_TASK TO CARRY OUT_
The response is to be the full listing, set down exactly.

-=-=-

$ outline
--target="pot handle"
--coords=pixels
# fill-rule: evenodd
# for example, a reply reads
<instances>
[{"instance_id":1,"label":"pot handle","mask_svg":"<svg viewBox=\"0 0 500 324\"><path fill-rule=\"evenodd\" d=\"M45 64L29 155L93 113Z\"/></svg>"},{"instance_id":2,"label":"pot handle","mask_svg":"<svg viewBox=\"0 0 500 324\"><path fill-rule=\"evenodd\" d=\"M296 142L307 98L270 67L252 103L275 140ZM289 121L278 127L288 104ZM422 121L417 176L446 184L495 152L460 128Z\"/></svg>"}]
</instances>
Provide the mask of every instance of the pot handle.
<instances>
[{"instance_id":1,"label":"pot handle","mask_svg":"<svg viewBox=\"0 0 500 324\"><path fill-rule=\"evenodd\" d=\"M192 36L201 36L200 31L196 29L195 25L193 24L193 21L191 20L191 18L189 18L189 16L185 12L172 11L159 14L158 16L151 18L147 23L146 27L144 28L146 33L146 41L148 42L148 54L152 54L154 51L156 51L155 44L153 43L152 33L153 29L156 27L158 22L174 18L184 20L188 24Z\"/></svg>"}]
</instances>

-=-=-

_RESPONSE BELOW_
$ outline
--target="pot handle"
--coords=pixels
# fill-rule: evenodd
# for example, a reply reads
<instances>
[{"instance_id":1,"label":"pot handle","mask_svg":"<svg viewBox=\"0 0 500 324\"><path fill-rule=\"evenodd\" d=\"M45 64L29 155L93 113Z\"/></svg>"},{"instance_id":2,"label":"pot handle","mask_svg":"<svg viewBox=\"0 0 500 324\"><path fill-rule=\"evenodd\" d=\"M296 142L307 98L270 67L252 103L275 140ZM289 121L278 127L288 104ZM422 121L417 176L446 184L495 152L460 128Z\"/></svg>"}]
</instances>
Provide the mask of every instance of the pot handle.
<instances>
[{"instance_id":1,"label":"pot handle","mask_svg":"<svg viewBox=\"0 0 500 324\"><path fill-rule=\"evenodd\" d=\"M192 36L201 36L200 31L196 29L195 25L193 24L193 21L191 20L191 18L189 18L189 16L185 12L172 11L159 14L158 16L151 18L147 23L146 27L144 28L146 33L146 41L148 42L148 54L152 54L154 51L156 51L155 44L153 43L152 33L153 29L156 27L158 22L174 18L184 20L188 24Z\"/></svg>"}]
</instances>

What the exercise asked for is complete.